AIM OF THE TASK
In the news piece on glioblastoma, which journal published the work?

PAGE EXTRACT
Why it matters. Glioblastoma kills the vast majority of patients within a few years worldwide, and getting drugs past the brain's protective barrier is a problem researchers everywhere are racing to solve — so a less toxic, more targeted delivery route is globally relevant.
Background. The work comes from a collaboration between Seoul St. Mary's Hospital — a major teaching hospital run by the Catholic University of Korea — and POSTECH (Pohang University of Science and Technology), one of South Korea's elite research universities known for science and engineering. South Korea invests heavily in biomedical and nanotechnology research, and such hospital-university partnerships are a common engine for its translational medicine output.
What to watch next. The next hurdle is moving from mouse studies toward larger-animal and eventual human trials to confirm the method is safe and effective in people.
A South Korean research team has developed a new way to treat glioblastoma — one of the deadliest adult brain cancers — by delivering chemotherapy nanoparticles through the nose and steering them to the tumor with an external magnetic field. The teams, led by neurosurgeon Yang Seung-ho of Seoul St. Mary’s Hospital and chemists and engineers at POSTECH, announced the animal-study results on June 11, with the work published in the journal Drug Delivery and Translational Research.

Point localization data

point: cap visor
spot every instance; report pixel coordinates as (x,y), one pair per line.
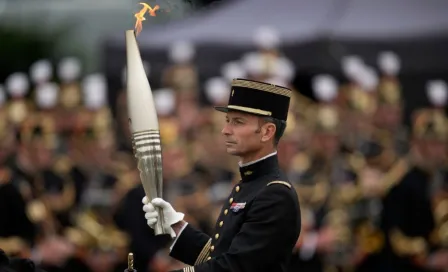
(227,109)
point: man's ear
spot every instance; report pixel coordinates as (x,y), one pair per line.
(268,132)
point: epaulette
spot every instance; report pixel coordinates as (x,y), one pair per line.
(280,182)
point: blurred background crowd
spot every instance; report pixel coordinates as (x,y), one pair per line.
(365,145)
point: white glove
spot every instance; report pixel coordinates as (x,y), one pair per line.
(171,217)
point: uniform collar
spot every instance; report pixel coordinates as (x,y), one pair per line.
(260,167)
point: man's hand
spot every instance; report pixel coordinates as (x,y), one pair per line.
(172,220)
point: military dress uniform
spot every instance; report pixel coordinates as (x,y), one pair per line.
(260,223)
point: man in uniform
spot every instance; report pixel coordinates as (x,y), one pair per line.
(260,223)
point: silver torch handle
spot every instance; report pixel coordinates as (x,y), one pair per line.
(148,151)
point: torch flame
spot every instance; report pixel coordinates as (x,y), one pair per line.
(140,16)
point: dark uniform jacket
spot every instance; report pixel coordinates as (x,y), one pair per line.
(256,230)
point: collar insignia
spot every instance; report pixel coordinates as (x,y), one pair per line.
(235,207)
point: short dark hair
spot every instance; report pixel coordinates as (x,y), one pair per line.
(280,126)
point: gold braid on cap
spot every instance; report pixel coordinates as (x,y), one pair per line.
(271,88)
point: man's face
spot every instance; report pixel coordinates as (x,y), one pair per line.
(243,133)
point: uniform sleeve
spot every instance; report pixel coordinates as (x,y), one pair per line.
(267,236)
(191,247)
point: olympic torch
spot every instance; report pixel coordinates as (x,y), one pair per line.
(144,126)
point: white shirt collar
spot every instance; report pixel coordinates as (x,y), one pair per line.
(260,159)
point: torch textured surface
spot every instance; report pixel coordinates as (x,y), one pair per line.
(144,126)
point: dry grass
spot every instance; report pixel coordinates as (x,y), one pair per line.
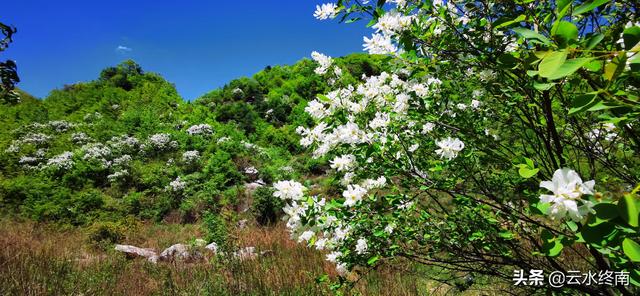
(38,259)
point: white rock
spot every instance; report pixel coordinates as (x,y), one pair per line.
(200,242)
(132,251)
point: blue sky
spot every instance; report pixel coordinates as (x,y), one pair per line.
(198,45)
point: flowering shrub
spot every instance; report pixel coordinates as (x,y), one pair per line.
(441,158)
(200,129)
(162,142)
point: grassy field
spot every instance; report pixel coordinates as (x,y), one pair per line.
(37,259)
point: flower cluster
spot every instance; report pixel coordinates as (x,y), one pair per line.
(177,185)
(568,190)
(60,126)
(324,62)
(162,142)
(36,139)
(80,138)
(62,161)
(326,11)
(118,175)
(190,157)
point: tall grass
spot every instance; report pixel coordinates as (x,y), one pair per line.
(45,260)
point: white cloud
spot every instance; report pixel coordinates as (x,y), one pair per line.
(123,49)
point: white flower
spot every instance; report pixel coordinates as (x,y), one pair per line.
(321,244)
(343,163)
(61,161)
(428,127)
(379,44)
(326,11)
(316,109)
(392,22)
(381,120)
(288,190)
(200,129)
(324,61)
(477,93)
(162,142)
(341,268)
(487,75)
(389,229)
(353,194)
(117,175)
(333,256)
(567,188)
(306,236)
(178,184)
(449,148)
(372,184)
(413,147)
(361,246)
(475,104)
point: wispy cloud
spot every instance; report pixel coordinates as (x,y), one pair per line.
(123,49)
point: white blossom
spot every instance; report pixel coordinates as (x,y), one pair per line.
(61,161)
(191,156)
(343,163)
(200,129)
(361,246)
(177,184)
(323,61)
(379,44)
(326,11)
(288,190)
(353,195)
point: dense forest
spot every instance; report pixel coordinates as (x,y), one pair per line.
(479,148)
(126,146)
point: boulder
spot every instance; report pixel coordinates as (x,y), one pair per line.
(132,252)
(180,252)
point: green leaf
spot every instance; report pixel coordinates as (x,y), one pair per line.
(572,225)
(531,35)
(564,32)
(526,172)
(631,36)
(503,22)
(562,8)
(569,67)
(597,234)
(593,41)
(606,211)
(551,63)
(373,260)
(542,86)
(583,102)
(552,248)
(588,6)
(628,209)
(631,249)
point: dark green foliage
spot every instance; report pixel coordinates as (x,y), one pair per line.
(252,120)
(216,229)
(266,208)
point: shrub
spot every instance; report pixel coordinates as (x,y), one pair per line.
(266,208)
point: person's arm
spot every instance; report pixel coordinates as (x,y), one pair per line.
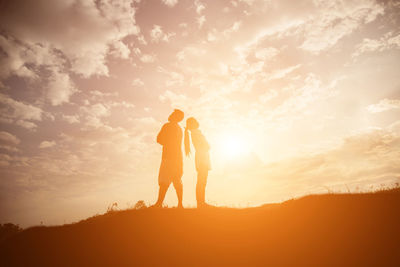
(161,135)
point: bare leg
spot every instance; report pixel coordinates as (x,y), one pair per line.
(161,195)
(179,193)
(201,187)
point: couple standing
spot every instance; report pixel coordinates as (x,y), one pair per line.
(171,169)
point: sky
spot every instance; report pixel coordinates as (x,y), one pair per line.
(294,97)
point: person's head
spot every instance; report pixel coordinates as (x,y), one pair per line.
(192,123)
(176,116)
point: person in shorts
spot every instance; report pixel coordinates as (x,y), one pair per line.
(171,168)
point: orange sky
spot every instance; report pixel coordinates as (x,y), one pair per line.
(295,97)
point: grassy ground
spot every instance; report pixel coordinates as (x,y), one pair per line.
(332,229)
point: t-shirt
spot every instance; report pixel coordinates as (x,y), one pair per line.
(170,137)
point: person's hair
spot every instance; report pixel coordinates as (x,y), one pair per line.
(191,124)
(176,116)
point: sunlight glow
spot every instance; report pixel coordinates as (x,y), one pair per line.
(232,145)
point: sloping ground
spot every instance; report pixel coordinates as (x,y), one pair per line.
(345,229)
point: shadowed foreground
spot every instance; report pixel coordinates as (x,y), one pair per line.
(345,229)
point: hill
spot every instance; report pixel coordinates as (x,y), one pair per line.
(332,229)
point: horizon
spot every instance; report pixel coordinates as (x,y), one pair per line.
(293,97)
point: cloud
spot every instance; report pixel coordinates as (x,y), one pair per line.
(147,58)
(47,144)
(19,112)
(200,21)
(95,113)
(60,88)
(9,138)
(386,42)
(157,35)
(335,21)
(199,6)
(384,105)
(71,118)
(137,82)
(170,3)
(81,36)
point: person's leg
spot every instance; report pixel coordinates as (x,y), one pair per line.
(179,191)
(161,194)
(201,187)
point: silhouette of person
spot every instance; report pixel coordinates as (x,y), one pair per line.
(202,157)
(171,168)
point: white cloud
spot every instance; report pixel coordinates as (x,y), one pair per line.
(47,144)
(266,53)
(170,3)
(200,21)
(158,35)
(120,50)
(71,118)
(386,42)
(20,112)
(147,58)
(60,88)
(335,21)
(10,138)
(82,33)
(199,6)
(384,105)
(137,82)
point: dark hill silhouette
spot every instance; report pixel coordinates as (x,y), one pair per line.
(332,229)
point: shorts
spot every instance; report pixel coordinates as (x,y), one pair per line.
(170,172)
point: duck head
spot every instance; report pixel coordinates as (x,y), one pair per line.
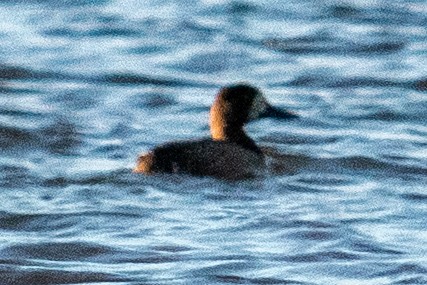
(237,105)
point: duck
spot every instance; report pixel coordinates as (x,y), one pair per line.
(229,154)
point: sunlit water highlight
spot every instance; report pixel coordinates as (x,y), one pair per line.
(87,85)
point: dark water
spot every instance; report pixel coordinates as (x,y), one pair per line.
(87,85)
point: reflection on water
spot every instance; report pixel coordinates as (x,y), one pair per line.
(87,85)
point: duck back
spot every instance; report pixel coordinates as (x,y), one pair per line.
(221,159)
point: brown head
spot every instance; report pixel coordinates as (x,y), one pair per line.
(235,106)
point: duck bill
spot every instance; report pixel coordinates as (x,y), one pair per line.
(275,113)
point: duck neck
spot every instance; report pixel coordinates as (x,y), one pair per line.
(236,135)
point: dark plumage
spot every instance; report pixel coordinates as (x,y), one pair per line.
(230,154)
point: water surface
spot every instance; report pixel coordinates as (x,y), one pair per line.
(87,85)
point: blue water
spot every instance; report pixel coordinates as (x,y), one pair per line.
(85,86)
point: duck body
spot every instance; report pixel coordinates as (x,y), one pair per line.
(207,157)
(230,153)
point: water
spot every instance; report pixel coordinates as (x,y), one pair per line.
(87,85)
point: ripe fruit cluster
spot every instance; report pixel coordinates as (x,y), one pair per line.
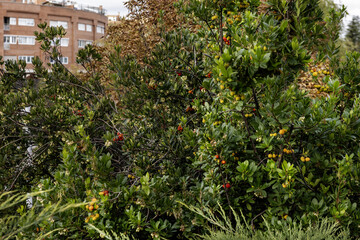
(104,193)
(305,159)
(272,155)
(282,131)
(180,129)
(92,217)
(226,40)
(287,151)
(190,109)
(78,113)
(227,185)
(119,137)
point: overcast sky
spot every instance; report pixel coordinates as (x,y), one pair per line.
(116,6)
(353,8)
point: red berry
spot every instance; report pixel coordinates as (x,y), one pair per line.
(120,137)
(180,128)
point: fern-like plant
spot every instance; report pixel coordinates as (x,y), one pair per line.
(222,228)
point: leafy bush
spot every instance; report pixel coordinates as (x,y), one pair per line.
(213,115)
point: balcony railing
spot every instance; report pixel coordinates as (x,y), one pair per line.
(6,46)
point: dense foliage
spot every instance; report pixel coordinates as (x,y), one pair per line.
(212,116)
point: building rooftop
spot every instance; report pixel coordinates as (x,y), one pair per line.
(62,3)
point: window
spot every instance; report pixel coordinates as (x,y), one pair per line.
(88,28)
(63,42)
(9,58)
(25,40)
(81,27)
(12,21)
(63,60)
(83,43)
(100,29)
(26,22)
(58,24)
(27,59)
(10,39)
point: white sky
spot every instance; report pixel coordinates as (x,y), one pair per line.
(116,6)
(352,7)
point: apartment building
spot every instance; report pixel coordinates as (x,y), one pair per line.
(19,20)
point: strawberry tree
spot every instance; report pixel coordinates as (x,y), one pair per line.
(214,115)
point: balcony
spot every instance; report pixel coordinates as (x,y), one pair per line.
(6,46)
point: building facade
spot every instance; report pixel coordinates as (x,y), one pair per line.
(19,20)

---

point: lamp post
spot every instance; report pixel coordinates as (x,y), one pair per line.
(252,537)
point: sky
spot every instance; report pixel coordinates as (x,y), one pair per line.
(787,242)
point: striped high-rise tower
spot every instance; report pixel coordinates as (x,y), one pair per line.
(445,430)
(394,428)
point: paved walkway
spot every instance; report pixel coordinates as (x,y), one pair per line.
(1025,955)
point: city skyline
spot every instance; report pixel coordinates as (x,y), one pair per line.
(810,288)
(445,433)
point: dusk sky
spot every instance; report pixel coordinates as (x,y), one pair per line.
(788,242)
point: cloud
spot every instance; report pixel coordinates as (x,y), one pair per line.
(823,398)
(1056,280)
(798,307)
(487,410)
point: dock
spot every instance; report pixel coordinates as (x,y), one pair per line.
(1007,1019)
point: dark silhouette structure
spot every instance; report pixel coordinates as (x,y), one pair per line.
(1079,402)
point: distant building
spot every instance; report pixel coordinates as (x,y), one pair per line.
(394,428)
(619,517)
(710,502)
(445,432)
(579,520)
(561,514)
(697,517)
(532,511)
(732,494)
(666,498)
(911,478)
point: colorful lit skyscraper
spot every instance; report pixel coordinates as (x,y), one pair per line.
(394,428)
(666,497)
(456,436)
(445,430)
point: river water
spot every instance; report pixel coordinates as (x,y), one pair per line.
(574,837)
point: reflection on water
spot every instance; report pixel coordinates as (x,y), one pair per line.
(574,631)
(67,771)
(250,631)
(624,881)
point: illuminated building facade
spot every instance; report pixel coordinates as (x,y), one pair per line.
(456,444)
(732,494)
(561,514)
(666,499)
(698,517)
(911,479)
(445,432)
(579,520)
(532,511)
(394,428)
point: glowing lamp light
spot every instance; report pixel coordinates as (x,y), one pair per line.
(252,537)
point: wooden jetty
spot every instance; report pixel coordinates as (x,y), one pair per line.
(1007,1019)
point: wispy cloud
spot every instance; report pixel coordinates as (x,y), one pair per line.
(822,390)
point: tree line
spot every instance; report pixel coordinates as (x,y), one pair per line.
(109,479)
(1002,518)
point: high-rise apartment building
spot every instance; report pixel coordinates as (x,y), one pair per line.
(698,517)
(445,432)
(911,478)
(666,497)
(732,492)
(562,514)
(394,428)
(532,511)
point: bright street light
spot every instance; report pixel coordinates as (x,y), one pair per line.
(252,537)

...

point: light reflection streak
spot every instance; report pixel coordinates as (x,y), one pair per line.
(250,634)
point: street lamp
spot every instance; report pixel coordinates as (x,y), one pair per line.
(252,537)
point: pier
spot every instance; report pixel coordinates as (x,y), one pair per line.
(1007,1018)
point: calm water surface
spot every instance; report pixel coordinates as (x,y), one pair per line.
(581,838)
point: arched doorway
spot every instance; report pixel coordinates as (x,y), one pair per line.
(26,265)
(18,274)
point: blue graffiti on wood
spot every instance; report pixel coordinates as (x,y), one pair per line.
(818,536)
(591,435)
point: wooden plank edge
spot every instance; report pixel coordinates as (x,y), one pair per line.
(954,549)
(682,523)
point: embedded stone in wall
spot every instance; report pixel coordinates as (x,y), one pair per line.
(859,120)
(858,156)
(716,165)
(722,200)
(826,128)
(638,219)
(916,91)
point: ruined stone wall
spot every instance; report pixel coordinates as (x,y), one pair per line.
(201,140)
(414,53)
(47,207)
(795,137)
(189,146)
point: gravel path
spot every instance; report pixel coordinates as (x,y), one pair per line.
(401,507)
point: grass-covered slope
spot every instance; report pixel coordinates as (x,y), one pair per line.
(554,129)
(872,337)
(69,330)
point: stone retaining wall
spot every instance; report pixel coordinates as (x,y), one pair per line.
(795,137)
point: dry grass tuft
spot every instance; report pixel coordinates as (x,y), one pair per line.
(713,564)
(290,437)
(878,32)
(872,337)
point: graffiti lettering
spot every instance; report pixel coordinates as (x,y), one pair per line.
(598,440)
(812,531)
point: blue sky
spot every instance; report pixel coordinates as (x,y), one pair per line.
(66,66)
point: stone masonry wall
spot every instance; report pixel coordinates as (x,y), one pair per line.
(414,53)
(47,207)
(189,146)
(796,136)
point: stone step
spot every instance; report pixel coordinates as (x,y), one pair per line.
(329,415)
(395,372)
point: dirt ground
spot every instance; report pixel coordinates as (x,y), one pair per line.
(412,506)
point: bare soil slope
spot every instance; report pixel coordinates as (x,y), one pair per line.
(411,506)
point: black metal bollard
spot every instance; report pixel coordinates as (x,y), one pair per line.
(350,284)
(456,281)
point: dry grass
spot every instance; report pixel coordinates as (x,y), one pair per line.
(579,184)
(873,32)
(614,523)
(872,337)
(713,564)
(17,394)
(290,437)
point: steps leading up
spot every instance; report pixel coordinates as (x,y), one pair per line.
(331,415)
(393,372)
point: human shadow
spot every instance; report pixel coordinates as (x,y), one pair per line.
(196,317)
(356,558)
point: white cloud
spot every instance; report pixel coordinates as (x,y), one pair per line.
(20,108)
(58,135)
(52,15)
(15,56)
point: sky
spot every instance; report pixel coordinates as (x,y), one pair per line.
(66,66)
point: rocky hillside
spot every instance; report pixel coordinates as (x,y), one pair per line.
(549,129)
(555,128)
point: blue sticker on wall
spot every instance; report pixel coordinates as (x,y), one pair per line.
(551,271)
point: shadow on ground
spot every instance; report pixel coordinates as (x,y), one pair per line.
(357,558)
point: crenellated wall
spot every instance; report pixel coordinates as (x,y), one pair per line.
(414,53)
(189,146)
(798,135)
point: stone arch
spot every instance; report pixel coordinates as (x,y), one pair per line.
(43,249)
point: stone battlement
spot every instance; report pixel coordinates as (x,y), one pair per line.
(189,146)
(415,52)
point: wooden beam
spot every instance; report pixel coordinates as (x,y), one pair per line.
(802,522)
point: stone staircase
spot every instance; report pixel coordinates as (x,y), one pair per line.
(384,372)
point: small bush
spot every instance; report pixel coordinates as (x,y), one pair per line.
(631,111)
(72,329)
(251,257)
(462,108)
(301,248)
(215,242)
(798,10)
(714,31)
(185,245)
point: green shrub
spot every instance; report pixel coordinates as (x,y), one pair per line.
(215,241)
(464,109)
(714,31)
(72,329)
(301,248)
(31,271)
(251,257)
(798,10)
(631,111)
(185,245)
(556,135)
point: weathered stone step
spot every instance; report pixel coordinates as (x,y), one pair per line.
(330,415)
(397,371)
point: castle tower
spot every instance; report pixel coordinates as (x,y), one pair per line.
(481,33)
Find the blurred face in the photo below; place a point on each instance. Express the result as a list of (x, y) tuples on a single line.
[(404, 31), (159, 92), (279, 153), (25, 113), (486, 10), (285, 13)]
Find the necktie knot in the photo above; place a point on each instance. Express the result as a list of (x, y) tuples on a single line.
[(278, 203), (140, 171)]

RESPONSE TO THE EXERCISE
Drug Delivery and Translational Research